[Records from a data source]
※

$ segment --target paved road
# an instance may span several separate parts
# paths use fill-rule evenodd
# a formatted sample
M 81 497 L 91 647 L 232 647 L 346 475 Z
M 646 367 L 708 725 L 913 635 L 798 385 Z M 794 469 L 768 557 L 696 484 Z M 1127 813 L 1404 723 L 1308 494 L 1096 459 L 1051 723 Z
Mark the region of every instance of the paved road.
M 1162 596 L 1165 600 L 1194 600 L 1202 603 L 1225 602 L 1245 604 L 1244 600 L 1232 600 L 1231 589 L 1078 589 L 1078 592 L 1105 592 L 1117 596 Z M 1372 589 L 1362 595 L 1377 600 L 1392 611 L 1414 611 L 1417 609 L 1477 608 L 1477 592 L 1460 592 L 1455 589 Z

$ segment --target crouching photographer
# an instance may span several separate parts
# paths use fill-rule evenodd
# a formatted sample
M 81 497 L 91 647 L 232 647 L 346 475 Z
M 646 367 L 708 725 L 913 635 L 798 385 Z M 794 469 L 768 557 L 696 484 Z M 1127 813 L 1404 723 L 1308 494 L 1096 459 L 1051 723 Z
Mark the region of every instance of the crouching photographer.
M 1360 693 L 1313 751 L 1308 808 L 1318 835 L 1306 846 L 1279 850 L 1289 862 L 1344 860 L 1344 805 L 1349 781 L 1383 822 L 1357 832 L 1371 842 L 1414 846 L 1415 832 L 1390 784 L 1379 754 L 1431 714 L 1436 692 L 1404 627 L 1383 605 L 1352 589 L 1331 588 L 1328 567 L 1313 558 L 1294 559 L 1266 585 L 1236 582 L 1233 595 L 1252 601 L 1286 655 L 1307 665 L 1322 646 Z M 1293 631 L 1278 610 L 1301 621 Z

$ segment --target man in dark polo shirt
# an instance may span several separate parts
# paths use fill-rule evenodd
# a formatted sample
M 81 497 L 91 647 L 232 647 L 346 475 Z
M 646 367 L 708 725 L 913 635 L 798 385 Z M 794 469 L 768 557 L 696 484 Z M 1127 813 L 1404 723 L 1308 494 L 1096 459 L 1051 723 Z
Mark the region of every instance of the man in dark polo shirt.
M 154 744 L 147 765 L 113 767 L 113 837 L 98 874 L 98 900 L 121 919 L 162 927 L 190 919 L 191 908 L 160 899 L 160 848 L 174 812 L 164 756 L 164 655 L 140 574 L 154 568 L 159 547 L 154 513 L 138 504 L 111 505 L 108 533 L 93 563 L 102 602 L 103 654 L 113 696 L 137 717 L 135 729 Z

※

→ Task prompt:
Search the entries above for lines containing the word "segment", and copy each one.

→ Output for this exercise:
$ segment --target paved road
$ segment --target crouching photographer
$ segment --target man in dark polo shirt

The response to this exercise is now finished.